Task goal
Return, in full, each line of the data below that contains the string "plant".

Extracted entries
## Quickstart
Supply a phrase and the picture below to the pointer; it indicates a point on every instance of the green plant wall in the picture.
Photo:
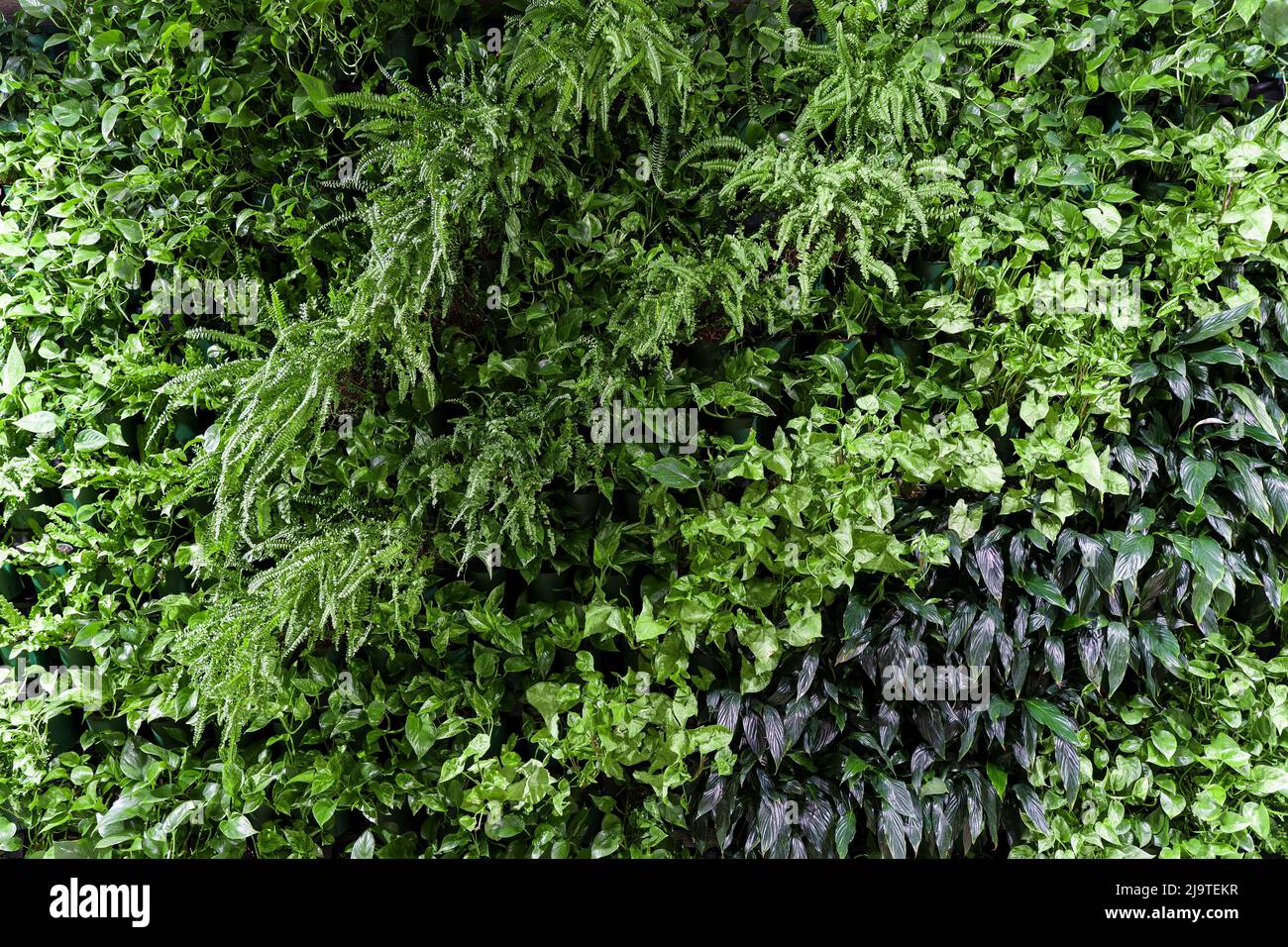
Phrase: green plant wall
(561, 429)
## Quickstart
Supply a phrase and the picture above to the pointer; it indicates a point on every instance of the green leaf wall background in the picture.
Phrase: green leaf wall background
(977, 309)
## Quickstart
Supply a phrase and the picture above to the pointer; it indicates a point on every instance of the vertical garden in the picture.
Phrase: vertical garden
(643, 428)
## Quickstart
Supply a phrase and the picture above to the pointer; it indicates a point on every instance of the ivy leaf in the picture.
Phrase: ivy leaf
(1132, 554)
(1106, 218)
(237, 827)
(1196, 474)
(1086, 464)
(420, 735)
(1050, 716)
(674, 472)
(1117, 646)
(39, 423)
(14, 369)
(89, 440)
(318, 91)
(1274, 22)
(1030, 60)
(365, 847)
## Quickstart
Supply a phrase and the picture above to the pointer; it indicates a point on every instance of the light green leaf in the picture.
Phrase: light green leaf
(14, 369)
(39, 423)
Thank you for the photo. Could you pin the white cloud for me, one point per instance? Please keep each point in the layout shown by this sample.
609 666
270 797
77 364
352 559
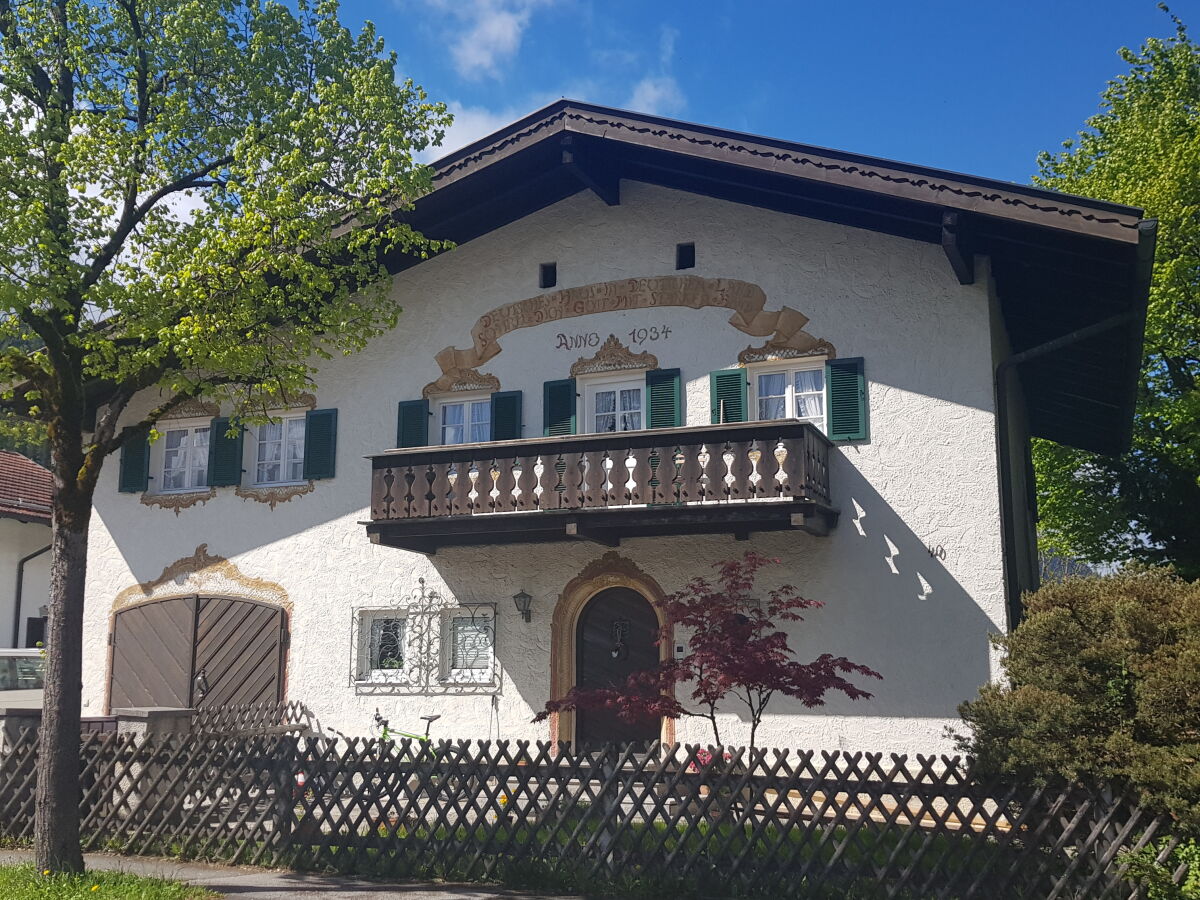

Solution to this exercise
Supply a phrase and the picture below to the pointer; it indicates a point on every instance of the green plant wall in the picture.
Phrase: green plant wall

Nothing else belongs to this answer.